Heart Health in Winters

By Dr. Viveka Kumar in Cardiac Sciences

Jan 10 , 2023 | 1 min read

Winter season is loved by everyone, but a drop in temperature can impact our health and especially our heart. Heart attacks, Stroke, Bronchitis, Accelerated Hypertension, etc., are more common during winters that negatively affect our hearts.

Cold weather increases the risk of lower respiratory tract infections, mainly viral, exacerbation of asthma, constriction of blood vessels (mainly due to a decrease in temperature and sympathetic nervous system activation) leading to heart attacks, arrhythmiasstroke and precipitation of heart failure symptoms in patients with prior cardiac diseases. Angina or chest pain also worsens during winter due to coronary arteries constriction. In the cold, our heart works harder to keep our body warm, and winters make it difficult as heat dissipates quickly.

* * * * * * *

EXERCISE GOAL — Copy out the heart health text starting at "Jan 10 , 2023" and ending at "heat dissipates quickly.", swapping "temperature" for "air temperature". The records that follow have nothing to do with the text on heart health in winter.

* * * * * * *

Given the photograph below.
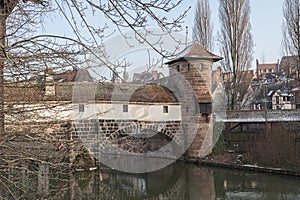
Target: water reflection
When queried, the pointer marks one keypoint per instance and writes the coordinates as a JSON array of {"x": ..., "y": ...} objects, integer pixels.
[{"x": 176, "y": 182}]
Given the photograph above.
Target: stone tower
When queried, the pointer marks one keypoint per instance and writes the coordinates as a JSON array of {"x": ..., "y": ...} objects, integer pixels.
[{"x": 190, "y": 79}]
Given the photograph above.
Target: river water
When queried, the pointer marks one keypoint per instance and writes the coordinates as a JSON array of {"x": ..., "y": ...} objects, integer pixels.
[{"x": 179, "y": 181}]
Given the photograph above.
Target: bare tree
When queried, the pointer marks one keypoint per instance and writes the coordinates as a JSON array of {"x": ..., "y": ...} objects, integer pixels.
[
  {"x": 203, "y": 28},
  {"x": 26, "y": 53},
  {"x": 291, "y": 31},
  {"x": 236, "y": 43}
]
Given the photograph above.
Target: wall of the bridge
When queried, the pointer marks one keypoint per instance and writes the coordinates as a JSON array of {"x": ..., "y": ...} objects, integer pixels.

* * * * * * *

SOLUTION TO THE EXERCISE —
Jan 10 , 2023 | 1 min read

Winter season is loved by everyone, but a drop in air temperature can impact our health and especially our heart. Heart attacks, Stroke, Bronchitis, Accelerated Hypertension, etc., are more common during winters that negatively affect our hearts.

Cold weather increases the risk of lower respiratory tract infections, mainly viral, exacerbation of asthma, constriction of blood vessels (mainly due to a decrease in air temperature and sympathetic nervous system activation) leading to heart attacks, arrhythmiasstroke and precipitation of heart failure symptoms in patients with prior cardiac diseases. Angina or chest pain also worsens during winter due to coronary arteries constriction. In the cold, our heart works harder to keep our body warm, and winters make it difficult as heat dissipates quickly.